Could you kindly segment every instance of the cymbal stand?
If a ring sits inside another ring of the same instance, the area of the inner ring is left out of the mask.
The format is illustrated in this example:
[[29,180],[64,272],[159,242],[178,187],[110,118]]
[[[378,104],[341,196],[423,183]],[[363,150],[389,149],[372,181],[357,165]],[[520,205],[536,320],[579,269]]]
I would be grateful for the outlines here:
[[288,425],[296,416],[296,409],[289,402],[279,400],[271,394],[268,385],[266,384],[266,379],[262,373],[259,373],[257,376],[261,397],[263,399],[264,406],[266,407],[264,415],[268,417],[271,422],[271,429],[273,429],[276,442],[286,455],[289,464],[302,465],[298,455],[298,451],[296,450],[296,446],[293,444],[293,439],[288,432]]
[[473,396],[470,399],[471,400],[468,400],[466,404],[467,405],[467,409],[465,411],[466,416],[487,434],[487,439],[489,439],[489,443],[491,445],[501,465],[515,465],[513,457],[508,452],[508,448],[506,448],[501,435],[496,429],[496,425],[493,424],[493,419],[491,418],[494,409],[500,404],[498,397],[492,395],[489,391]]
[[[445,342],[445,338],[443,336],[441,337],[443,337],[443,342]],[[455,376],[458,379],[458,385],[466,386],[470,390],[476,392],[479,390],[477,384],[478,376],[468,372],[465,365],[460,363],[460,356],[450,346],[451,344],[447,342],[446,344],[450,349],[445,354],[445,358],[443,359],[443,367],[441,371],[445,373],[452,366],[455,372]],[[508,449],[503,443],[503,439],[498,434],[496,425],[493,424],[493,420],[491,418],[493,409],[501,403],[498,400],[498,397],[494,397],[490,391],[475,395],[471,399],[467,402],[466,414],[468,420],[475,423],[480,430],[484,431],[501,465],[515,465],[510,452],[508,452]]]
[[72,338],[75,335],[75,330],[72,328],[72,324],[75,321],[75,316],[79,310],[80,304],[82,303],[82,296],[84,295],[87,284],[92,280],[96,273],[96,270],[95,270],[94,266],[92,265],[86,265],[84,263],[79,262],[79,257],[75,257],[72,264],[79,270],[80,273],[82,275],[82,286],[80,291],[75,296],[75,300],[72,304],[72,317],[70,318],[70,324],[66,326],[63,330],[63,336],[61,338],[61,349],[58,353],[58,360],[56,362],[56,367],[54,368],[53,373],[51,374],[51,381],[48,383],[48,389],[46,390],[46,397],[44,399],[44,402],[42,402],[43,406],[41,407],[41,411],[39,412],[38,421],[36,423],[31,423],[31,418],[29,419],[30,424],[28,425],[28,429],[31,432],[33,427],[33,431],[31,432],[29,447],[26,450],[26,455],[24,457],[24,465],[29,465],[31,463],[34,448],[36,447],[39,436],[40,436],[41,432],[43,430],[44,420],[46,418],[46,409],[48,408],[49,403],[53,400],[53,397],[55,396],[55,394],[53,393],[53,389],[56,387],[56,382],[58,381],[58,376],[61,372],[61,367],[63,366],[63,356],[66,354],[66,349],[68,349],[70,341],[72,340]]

+-------+

EXERCISE INSTRUCTIONS
Give the number of lines in the listing above that contain the string "instance", with case counting. Reply with the number only.

ANSWER TO THE PROBLEM
2